** SOURCE **
>> BEGIN

Returns the transform of the curve by (r,s,t) (with u=1).

INPUT:

  • r, s, t – three elements of the base ring.

OUTPUT:

The elliptic curve obtained from self by the standard Weierstrass transformation (u,r,s,t) with u=1.

Note

This is just a special case of change_weierstrass_model(), with u=1.

EXAMPLES:

sage: R.<r,s,t>=QQ[]
sage: E=EllipticCurve([1,2,3,4,5])
sage: E.rst_transform(r,s,t)
Elliptic Curve defined by y^2 + (2*s+1)*x*y + (r+2*t+3)*y = x^3 + (-s^2+3*r-s+2)*x^2 + (3*r^2-r*s-2*s*t+4*r-3*s-t+4)*x + (r^3+2*r^2-r*t-t^2+4*r-3*t+5) over Multivariate Polynomial Ring in r, s, t over Rational Field
scale_curve(u)

Returns the transform of the curve by scale factor u.

INPUT:

  • u – an invertible element of the base ring.

OUTPUT:

The elliptic curve obtained from self by the standard Weierstrass transformation (u,r,s,t) with r=s=t=0.

Note

This is just a special case of change_weierstrass_model(), with r=s=t=0.

EXAMPLES:

sage: K=Frac(PolynomialRing(QQ,'u'))
sage: u=K.gen()
sage: E=EllipticCurve([1,2,3,4,5])       
sage: E.scale_curve(u)
Elliptic Curve defined by y^2 + u*x*y + 3*u^3*y = x^3 + 2*u^2*x^2 + 4*u^4*x + 5*u^6 over Fraction Field of Univariate Polynomial Ring in u over Rational Field
short_weierstrass_model(complete_cube=True)

>> END

** RAW RECORDS **
>> BEGIN

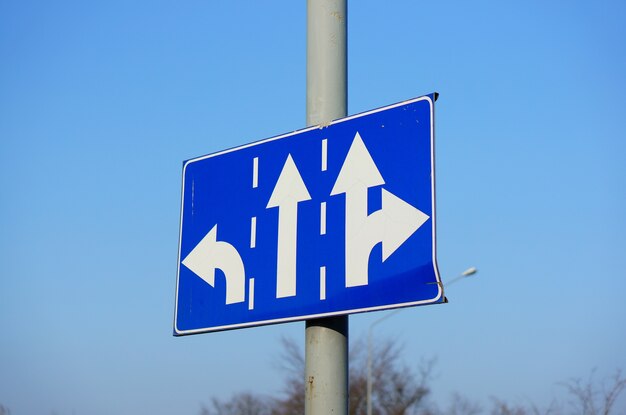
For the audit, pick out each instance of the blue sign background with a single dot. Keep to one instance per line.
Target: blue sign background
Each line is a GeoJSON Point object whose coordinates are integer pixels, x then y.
{"type": "Point", "coordinates": [217, 189]}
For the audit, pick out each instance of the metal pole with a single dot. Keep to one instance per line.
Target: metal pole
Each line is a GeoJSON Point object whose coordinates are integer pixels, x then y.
{"type": "Point", "coordinates": [326, 347]}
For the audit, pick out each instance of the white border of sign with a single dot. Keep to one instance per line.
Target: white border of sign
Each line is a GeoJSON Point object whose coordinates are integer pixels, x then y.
{"type": "Point", "coordinates": [336, 313]}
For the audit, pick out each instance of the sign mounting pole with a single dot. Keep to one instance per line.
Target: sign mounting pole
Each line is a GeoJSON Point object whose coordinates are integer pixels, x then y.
{"type": "Point", "coordinates": [326, 346]}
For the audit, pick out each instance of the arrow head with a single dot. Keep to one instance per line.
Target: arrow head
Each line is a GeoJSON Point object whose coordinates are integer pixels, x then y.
{"type": "Point", "coordinates": [401, 221]}
{"type": "Point", "coordinates": [290, 187]}
{"type": "Point", "coordinates": [358, 170]}
{"type": "Point", "coordinates": [199, 259]}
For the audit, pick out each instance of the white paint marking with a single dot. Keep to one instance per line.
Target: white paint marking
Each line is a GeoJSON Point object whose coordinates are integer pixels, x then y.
{"type": "Point", "coordinates": [251, 294]}
{"type": "Point", "coordinates": [253, 232]}
{"type": "Point", "coordinates": [255, 172]}
{"type": "Point", "coordinates": [323, 218]}
{"type": "Point", "coordinates": [392, 225]}
{"type": "Point", "coordinates": [289, 191]}
{"type": "Point", "coordinates": [211, 254]}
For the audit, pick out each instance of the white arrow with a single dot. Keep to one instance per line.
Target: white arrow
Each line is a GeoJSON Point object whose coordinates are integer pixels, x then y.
{"type": "Point", "coordinates": [288, 192]}
{"type": "Point", "coordinates": [211, 254]}
{"type": "Point", "coordinates": [392, 225]}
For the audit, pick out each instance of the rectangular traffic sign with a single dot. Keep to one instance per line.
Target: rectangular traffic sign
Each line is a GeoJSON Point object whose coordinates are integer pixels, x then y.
{"type": "Point", "coordinates": [323, 221]}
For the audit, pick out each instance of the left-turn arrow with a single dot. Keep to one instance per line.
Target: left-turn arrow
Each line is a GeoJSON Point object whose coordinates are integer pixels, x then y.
{"type": "Point", "coordinates": [211, 254]}
{"type": "Point", "coordinates": [288, 192]}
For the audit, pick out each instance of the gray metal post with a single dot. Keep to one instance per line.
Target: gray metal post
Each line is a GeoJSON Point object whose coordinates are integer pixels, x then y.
{"type": "Point", "coordinates": [326, 347]}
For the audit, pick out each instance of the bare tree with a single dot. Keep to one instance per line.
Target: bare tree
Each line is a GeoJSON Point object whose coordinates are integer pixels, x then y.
{"type": "Point", "coordinates": [591, 399]}
{"type": "Point", "coordinates": [460, 405]}
{"type": "Point", "coordinates": [396, 388]}
{"type": "Point", "coordinates": [239, 404]}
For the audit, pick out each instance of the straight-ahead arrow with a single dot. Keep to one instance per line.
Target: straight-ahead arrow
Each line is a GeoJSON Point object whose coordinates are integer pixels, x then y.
{"type": "Point", "coordinates": [288, 192]}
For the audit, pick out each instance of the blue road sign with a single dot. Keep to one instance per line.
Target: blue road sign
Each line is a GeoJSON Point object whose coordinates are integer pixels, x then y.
{"type": "Point", "coordinates": [324, 221]}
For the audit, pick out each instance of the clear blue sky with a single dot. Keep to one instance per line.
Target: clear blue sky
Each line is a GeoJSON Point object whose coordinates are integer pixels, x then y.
{"type": "Point", "coordinates": [100, 102]}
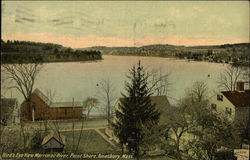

>> END

** REQUIRED WORK **
a – Copy the part of the elliptic curve documentation that opens with the words containing "sage: E.rst_transform(r,s,t)" and closes with "element of the base ring.".
b – Resume the elliptic curve documentation right after its last line.
The lines are material kept apart from the elliptic curve documentation.

** RESULTS FOR EACH TASK **
a –
sage: E.rst_transform(r,s,t)
Elliptic Curve defined by y^2 + (2*s+1)*x*y + (r+2*t+3)*y = x^3 + (-s^2+3*r-s+2)*x^2 + (3*r^2-r*s-2*s*t+4*r-3*s-t+4)*x + (r^3+2*r^2-r*t-t^2+4*r-3*t+5) over Multivariate Polynomial Ring in r, s, t over Rational Field
scale_curve(u)

Returns the transform of the curve by scale factor u.

INPUT:

  • u – an invertible element of the base ring.

b –
Returns a short Weierstrass model for self.

INPUT:

  • complete_cube - bool (default: True); for meaning, see below.

OUTPUT:

An elliptic curve.

If complete_cube=True: Return a model of the form y^2 = x^3 + a*x + b for this curve. The characteristic must not be 2; in characteristic 3, it is only possible if b_2=0.

If complete_cube=False: Return a model of the form y^2 = x^3 + ax^2 + bx + c for this curve. The characteristic must not be 2.

EXAMPLES:

sage: E = EllipticCurve([1,2,3,4,5])
sage: print E
Elliptic Curve defined by y^2 + x*y + 3*y = x^3 + 2*x^2 + 4*x + 5 over Rational Field
sage: F = E.short_weierstrass_model()
sage: print F
Elliptic Curve defined by y^2  = x^3 + 4941*x + 185166 over Rational Field
sage: E.is_isomorphic(F)
True
sage: F = E.short_weierstrass_model(complete_cube=False)
sage: print F
Elliptic Curve defined by y^2  = x^3 + 9*x^2 + 88*x + 464 over Rational Field
sage: print E.is_isomorphic(F)
True
sage: E = EllipticCurve(GF(3),[1,2,3,4,5])
sage: E.short_weierstrass_model(complete_cube=False)
Elliptic Curve defined by y^2 = x^3 + x + 2 over Finite Field of size 3

This used to be different see trac #3973:

sage: E.short_weierstrass_model()
Elliptic Curve defined by y^2 = x^3 + x + 2 over Finite Field of size 3

More tests in characteristic 3:

sage: E = EllipticCurve(GF(3),[0,2,1,2,1])
sage: E.short_weierstrass_model()
...
ValueError: short_weierstrass_model(): no short model for Elliptic Curve defined by y^2 + y = x^3 + 2*x^2 + 2*x + 1 over Finite Field of size 3 (characteristic is 3)
sage: E.short_weierstrass_model(complete_cube=False)
Elliptic Curve defined by y^2 = x^3 + 2*x^2 + 2*x + 2 over Finite Field of size 3
sage: E.short_weierstrass_model(complete_cube=False).is_isomorphic(E)
True
torsion_polynomial(m, x=None, two_torsion_multiplicity=2)

Returns the m^{th} division polynomial of this elliptic curve evaluated at x.

INPUT:

  • m - positive integer.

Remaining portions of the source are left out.